Can you reproduce each of the records below line for line, with no changes?

(Excerpts from a pointing dataset)
● ● ● ●

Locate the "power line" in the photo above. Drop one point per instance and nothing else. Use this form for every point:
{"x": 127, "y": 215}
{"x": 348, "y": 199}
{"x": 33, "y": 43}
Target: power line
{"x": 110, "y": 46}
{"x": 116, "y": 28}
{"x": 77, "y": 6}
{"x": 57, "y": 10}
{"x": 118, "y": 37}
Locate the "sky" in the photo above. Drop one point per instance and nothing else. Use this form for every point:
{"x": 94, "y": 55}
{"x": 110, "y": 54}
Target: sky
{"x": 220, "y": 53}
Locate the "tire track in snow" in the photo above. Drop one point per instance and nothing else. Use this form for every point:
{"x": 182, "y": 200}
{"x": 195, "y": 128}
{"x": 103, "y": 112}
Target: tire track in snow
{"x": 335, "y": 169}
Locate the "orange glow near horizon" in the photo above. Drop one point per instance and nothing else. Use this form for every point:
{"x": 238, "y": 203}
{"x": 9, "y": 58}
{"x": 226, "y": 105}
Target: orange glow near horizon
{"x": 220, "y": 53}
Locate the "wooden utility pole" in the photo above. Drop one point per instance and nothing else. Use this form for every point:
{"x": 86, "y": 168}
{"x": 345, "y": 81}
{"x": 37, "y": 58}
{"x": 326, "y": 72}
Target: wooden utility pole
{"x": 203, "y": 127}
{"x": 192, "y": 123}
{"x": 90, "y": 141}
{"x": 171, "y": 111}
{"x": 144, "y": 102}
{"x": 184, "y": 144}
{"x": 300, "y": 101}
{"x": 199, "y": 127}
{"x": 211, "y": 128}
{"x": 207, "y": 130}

● ● ● ●

Written reply:
Locate the "power line" in the photo above. Drop one point per instance and nothing else. Use this form for every point:
{"x": 127, "y": 215}
{"x": 348, "y": 199}
{"x": 33, "y": 43}
Target: power line
{"x": 110, "y": 46}
{"x": 116, "y": 28}
{"x": 77, "y": 6}
{"x": 57, "y": 10}
{"x": 118, "y": 37}
Locate the "sky" in the photo above. Drop one point per instance and nothing else. Use this form for every point:
{"x": 94, "y": 55}
{"x": 110, "y": 54}
Target: sky
{"x": 220, "y": 53}
Locate the "tire track in snow" in the photo above. Drop one point per instance and nothing else. Use this form for every point:
{"x": 182, "y": 200}
{"x": 195, "y": 128}
{"x": 103, "y": 112}
Target: tire track in snow
{"x": 335, "y": 169}
Locate the "orange glow near horizon" in the photo above. Drop one point per instance and nothing else. Use this form for every point:
{"x": 238, "y": 203}
{"x": 9, "y": 58}
{"x": 226, "y": 105}
Target: orange glow near horizon
{"x": 220, "y": 53}
Locate the "wooden utility pole" in the photo above. Drop one point per instance and nothing else. Use this form for every point:
{"x": 86, "y": 168}
{"x": 345, "y": 81}
{"x": 37, "y": 58}
{"x": 326, "y": 72}
Target: wooden utility pole
{"x": 203, "y": 127}
{"x": 192, "y": 123}
{"x": 90, "y": 141}
{"x": 171, "y": 111}
{"x": 144, "y": 102}
{"x": 184, "y": 144}
{"x": 300, "y": 101}
{"x": 199, "y": 127}
{"x": 211, "y": 128}
{"x": 207, "y": 130}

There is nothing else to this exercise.